» **What to work on**:
Give back all of the data exactly as written.

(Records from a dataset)
* * * * *
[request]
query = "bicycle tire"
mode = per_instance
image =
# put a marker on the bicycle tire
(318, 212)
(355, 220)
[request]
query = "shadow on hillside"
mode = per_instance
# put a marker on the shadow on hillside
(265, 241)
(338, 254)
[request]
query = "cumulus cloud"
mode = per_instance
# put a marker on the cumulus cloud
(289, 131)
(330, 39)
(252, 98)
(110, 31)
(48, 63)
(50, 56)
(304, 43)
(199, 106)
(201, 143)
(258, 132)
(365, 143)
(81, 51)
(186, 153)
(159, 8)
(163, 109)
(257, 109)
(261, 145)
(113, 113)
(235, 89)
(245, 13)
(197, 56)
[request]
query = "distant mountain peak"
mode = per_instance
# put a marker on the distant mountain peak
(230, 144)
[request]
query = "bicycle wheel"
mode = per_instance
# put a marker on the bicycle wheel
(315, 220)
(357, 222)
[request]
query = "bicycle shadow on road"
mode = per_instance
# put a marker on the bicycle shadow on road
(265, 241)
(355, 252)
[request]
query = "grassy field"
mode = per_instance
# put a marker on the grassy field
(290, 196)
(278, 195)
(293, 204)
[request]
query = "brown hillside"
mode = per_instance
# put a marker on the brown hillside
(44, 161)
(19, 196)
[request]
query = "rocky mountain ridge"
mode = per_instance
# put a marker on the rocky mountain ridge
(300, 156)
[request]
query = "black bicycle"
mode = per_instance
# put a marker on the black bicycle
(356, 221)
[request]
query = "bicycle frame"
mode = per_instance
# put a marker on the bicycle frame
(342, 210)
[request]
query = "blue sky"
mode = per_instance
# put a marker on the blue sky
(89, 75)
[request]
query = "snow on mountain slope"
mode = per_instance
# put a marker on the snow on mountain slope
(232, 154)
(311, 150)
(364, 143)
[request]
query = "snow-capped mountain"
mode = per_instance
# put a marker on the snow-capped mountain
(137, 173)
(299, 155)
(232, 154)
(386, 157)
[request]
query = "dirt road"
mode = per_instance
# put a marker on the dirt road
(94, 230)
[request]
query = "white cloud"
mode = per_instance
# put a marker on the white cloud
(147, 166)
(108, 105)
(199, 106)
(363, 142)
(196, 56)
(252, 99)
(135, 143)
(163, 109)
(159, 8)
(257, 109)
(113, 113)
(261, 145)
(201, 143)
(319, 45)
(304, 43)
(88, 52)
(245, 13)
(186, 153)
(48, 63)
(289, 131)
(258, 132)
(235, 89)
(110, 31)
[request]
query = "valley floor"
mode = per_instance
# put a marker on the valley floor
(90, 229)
* * * * *
» **Solution to this problem**:
[request]
query = "bicycle tire"
mode = per_instance
image =
# put a marker on the bicycle tire
(318, 212)
(355, 220)
[request]
query = "shadow on hillside"
mode = per_instance
# put a marker on the shadow on hillside
(265, 241)
(338, 254)
[request]
query = "cumulus cloud"
mode = per_instance
# put a marker on the cumulus cloud
(289, 131)
(330, 39)
(252, 98)
(110, 31)
(48, 63)
(50, 56)
(304, 43)
(199, 106)
(201, 143)
(258, 132)
(365, 143)
(81, 51)
(186, 153)
(159, 8)
(163, 109)
(257, 109)
(261, 145)
(113, 113)
(235, 89)
(245, 13)
(197, 56)
[request]
query = "distant mountain peak"
mode = per_instance
# put a marker on the distant mountain peak
(230, 144)
[request]
query = "bicycle wheel"
mode = per_instance
# put a marker on the bicycle wheel
(315, 220)
(357, 222)
[request]
query = "bicycle shadow on road"
mode = per_instance
# put a marker on the bicycle shadow on road
(265, 241)
(355, 252)
[request]
query = "grassy field"
mode = per_instance
# put a marker on the grassy field
(290, 196)
(278, 195)
(293, 204)
[request]
query = "brown hillside"
mode = per_instance
# put a marker on the brown hillside
(44, 161)
(19, 196)
[request]
query = "rocky mountain ridge"
mode = per_instance
# put a marker on the rocky mountain ridge
(300, 156)
[request]
query = "black bicycle"
mode = per_instance
# put a marker on the black bicycle
(356, 221)
[request]
query = "bicycle frame"
mode = per_instance
# put a marker on the bicycle frame
(342, 210)
[request]
query = "blue sky"
mode = per_instance
# put a marker on the blue sky
(89, 75)
[request]
query = "snow on mountain slope"
mode = per_instance
# put a marker on the snow on mountain slope
(232, 154)
(311, 150)
(364, 143)
[request]
query = "snow-capped mountain"
mode = per_instance
# put a marker on the snow-capped mountain
(137, 173)
(299, 155)
(232, 154)
(386, 157)
[request]
query = "dirt road"
mode = per_instance
# put a marker on the dirt road
(94, 230)
[request]
query = "white cloud"
mode = per_instance
# put a marker on the white cloud
(147, 166)
(108, 105)
(199, 106)
(363, 142)
(196, 56)
(252, 99)
(135, 143)
(163, 109)
(159, 8)
(257, 109)
(113, 113)
(261, 145)
(201, 143)
(319, 45)
(304, 43)
(88, 52)
(245, 13)
(186, 153)
(48, 63)
(289, 131)
(258, 132)
(235, 89)
(110, 31)
[request]
query = "valley floor"
mode = per_instance
# put a marker on the valley floor
(90, 229)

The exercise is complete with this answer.